--- Begin Record list ---

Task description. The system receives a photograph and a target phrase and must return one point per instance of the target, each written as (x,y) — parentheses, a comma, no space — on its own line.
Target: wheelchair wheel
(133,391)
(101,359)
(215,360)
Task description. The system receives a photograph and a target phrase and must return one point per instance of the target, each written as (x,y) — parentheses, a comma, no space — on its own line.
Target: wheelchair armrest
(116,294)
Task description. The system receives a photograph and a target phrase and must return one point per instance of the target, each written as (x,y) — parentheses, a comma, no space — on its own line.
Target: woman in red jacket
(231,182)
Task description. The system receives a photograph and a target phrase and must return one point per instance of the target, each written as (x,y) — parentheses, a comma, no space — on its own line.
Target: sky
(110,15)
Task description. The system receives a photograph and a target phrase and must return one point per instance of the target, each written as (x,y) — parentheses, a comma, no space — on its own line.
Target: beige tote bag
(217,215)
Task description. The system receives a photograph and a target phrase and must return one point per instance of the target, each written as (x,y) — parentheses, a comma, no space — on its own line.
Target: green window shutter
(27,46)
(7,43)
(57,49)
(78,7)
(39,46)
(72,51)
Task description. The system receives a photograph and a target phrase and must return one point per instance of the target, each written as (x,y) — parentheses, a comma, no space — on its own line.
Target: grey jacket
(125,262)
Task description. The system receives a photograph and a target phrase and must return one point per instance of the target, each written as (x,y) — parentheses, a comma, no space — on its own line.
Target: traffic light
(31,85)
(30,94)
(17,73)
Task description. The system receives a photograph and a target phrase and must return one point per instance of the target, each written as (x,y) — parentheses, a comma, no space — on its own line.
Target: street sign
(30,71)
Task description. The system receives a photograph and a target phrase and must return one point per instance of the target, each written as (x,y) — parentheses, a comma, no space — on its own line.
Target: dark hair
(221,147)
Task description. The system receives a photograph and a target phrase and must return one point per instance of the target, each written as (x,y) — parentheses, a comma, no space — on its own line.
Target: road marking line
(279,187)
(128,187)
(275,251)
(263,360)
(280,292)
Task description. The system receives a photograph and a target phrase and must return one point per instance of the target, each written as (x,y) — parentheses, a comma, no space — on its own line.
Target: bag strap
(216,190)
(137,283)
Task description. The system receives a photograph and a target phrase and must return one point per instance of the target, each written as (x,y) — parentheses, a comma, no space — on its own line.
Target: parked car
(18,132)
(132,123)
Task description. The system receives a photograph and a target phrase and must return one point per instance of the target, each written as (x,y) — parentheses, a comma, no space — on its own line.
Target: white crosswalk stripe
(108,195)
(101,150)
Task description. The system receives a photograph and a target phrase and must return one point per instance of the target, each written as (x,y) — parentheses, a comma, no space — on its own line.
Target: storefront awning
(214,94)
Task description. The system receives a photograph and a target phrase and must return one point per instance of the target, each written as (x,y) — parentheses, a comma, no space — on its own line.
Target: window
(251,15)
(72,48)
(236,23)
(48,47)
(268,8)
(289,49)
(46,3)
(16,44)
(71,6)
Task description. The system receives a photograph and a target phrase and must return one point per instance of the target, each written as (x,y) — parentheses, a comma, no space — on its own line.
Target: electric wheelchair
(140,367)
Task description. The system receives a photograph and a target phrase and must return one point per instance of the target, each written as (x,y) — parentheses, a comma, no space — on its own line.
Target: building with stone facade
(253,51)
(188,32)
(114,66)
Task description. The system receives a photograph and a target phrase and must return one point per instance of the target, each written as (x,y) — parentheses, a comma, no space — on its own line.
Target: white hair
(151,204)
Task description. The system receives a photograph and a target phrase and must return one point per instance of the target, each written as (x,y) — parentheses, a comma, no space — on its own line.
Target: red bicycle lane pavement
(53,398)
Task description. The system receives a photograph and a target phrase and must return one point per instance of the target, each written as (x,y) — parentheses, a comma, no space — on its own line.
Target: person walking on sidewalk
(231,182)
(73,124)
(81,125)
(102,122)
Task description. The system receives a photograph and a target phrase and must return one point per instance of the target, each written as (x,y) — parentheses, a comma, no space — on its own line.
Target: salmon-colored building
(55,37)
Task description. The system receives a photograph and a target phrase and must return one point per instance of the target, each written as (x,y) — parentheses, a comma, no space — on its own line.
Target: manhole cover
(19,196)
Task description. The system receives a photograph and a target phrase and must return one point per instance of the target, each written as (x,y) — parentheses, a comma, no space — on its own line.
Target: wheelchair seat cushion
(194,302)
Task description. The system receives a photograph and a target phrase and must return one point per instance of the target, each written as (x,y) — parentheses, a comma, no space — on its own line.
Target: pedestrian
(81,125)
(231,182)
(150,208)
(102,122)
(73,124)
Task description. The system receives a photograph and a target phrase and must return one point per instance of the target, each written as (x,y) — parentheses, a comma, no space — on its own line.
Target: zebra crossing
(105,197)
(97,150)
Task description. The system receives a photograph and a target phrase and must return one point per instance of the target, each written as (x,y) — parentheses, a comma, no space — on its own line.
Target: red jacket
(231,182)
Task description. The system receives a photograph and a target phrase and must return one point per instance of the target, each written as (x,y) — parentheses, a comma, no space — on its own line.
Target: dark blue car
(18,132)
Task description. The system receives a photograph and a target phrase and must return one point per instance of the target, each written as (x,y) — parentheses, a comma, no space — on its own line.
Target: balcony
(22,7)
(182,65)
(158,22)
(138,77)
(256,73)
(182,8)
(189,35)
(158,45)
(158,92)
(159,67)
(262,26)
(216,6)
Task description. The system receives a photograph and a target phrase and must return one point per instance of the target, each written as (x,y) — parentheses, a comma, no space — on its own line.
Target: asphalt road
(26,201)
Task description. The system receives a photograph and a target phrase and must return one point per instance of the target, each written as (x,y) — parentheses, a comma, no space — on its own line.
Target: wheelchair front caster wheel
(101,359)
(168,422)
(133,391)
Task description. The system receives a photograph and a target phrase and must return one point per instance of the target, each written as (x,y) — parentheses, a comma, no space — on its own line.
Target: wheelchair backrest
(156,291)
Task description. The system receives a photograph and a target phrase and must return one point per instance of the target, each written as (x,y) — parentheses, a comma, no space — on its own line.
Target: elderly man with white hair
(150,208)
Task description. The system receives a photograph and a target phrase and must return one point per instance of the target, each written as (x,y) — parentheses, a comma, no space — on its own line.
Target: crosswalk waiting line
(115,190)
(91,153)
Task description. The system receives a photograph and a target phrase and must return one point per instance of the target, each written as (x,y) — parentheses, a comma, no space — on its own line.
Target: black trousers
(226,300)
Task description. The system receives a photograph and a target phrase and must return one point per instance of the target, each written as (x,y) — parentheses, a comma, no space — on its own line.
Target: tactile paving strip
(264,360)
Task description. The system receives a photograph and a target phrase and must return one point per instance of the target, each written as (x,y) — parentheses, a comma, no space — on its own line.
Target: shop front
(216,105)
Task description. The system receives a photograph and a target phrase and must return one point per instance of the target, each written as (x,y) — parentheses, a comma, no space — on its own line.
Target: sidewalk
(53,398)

--- End Record list ---

**What the exercise asks**
Set down all of the records shown above once more, exactly.

**Response**
Task description. The system receives a photograph and a target phrase and must return one point per instance of the target, each written as (x,y) — parentheses, a comma, no space — on its own line.
Target: wheelchair wheel
(133,391)
(101,359)
(215,360)
Task description. The system receives a photograph and a target phrase and must return one point per instance of the target, each written as (x,y) — parentheses, a comma, no space — on its own line.
Target: wheelchair armrest
(116,294)
Task description. The system receives a photograph and a target phrase and must return one point per instance of the target, each written as (x,y) — parentheses, a comma, no space — on its own line.
Target: woman in red jacket
(231,182)
Task description. The system receives a photograph and a target phrase and must return one point per instance of the target, each written as (x,y) — parentheses, a comma, no space — on its own line.
Target: sky
(110,15)
Task description. The system receives a photograph and a target phrase and must return one point per instance of the target, each written as (x,y) — parentheses, a comma, no space — on its own line.
Target: beige tote bag
(217,215)
Task description. The system receives a photograph and a target phrase and must return one point per instance of the target, each written as (x,y) — parentheses, a comma, no space — on its own line.
Target: green window shutter
(27,46)
(7,43)
(57,49)
(78,7)
(39,46)
(72,51)
Task description. The system receives a photograph and a target phrase and must return one point per instance of the target, each written as (x,y) — parentheses, a comma, no space — on its own line.
Target: grey jacket
(125,262)
Task description. The system receives a photograph and a target phrase and must return one point per instance of the target, each written as (x,y) — parentheses, a comma, no space — on its own line.
Target: traffic light
(31,85)
(30,94)
(17,73)
Task description. The system receives a photograph and a target phrase and must return one point per instance of the target, each written as (x,y) — parentheses, a comma, no space — on its own line.
Target: street sign
(30,71)
Task description. The system receives a photograph and a target phrase and must return one point per instance of the target, each written as (x,y) — parentheses, a comma, no space — on its own line.
Target: dark hair
(221,147)
Task description. The system receives a photograph and a target phrase and must return one point per instance of the target, each written as (x,y) — parentheses, a comma, no space — on its own line.
Target: road marking line
(279,187)
(128,187)
(275,251)
(263,360)
(280,292)
Task description. The system receives a photograph and a target phrase and must return one point per instance of the target, each written as (x,y) — parentheses, a comma, no space — on its own line.
Target: bag strap
(216,190)
(137,283)
Task description. The system receives a photograph and a target phrase and must return one point per instance of the target, each written as (x,y) — parentheses, a comma, no space — on its own line.
Target: parked car
(18,132)
(132,123)
Task description. The system receives a photograph and a target phrase and must return one point per instance of the target, each written as (x,y) — parentheses, a comma, no space — on its own line.
Target: white crosswalk stripe
(108,195)
(101,150)
Task description. The system receives a photograph and a target phrase and must return one point per instance of the target, each written as (x,y) — parentheses, a comma, no space — on its own line.
Target: storefront awning
(214,94)
Task description. The system receives a photograph and a target phrase and must return one point per instance of the target, each written as (x,y) — parentheses, a comma, no space — on its own line.
Target: window
(251,15)
(72,48)
(236,23)
(48,47)
(268,8)
(289,49)
(46,3)
(16,44)
(71,6)
Task description. The system receives a photograph and a target phrase and must return one point per instance of the target, each written as (x,y) — parentheses, a comma, no space — on its own line.
Target: electric wheelchair
(140,367)
Task description. The system receives a photograph and a target phrase and must return one point per instance of the target, each written as (x,y) — parentheses, a comma, no space — on its own line.
Target: building with stone facade
(253,51)
(188,32)
(114,66)
Task description. The system receives a photograph and a target phrase and must return one point per instance of the target, each written as (x,y) — parentheses, a comma, no space — on its own line.
Target: white hair
(151,204)
Task description. The system receives a photograph and a target phrase and must return one point per instance of the target, each written as (x,y) — parentheses, a comma, no space — on its own line.
Target: red bicycle lane pavement
(53,398)
Task description. The system receives a photograph and a target phrase and must return one point per instance of the target, each written as (x,y) — parentheses, a comma, no space — on its own line.
Target: person walking on sidewalk
(231,182)
(73,124)
(81,125)
(102,122)
Task description. The system receives a photograph and a target phrase and must return one point per instance of the target, each written as (x,y) — parentheses, a comma, no space — on its own line.
Target: salmon-colored building
(55,37)
Task description. The system receives a photograph and a target phrase and must return one point per instance of the target, each written as (x,y) — parentheses, a comma, no space — on its own line.
Target: manhole cover
(19,196)
Task description. The system receives a photograph and a target phrase and must return one point per instance of the target, each written as (x,y) — parentheses, a comma, no space — on its own line.
Target: wheelchair seat cushion
(194,302)
Task description. The system receives a photograph and a target phrase and must return one point per instance of the target, each written as (x,y) — parentheses, a comma, no space — on its own line.
Target: pedestrian
(81,125)
(231,182)
(150,208)
(102,122)
(73,124)
Task description. The system receives a photograph and a target phrase and must return one point per instance of the target, each written as (x,y) — parentheses, a comma, no space — on its own line.
Target: zebra crossing
(105,197)
(97,150)
Task description. The system receives a photograph and a target phrase and must return one point per instance of the target, each written as (x,y) — parentheses, a comma, no space — on its own line.
Target: red jacket
(231,182)
Task description. The system receives a photograph and a target phrase and must return one point per instance of the target, each written as (x,y) — parentheses, a comma, no space — on its own line.
Target: dark blue car
(18,132)
Task description. The system receives a photograph and a target phrase and must return one point per instance of the target, each written as (x,y) — parentheses, a comma, no space — on its own line.
Target: balcony
(22,7)
(182,65)
(158,22)
(138,77)
(256,73)
(182,8)
(189,35)
(158,45)
(158,92)
(159,67)
(262,26)
(216,6)
Task description. The system receives a photograph and a target phrase and must return one point per instance of the target, each written as (x,y) — parentheses, a comma, no space — on its own line.
Target: asphalt road
(26,201)
Task description. The system receives a photograph and a target phrase and must return one point per instance of the target, each written as (x,y) — parentheses, a comma, no space — on its own line.
Target: wheelchair front caster wheel
(101,359)
(168,422)
(133,391)
Task description. The system receives a photograph and a target phrase and must return one point per instance of the target, each written as (x,y) — parentheses, a comma, no space — on its own line.
Target: wheelchair backrest
(156,291)
Task description. The system receives a photograph and a target phrase and must return one point per instance of the target, each written as (x,y) — parentheses, a comma, no space — on its own line.
Target: elderly man with white hair
(150,208)
Task description. The system receives a photograph and a target phrase and must return one point per instance of the target, each written as (x,y) — parentheses, a comma, no space — on its own line.
Target: crosswalk waiting line
(115,190)
(91,153)
Task description. The system receives a photograph and a target phrase and must return one point per instance of the target, each written as (x,y) — parentheses, a comma, no space — on its own line.
Target: black trousers
(226,300)
Task description. The system receives a photograph and a target phrase and must return one point per instance of the target, each written as (x,y) — parentheses, a comma, no space — on its own line.
Target: tactile paving strip
(264,360)
Task description. The system receives a photograph and a target phrase and must return one point per instance of the target, each written as (x,y) — parentheses, a comma, no space — on its own line.
Target: shop front
(216,105)
Task description. The system receives a photograph and a target phrase and must return one point per instance of the target, each written as (x,y) — parentheses, a comma, no space — on its own line.
Target: sidewalk
(53,398)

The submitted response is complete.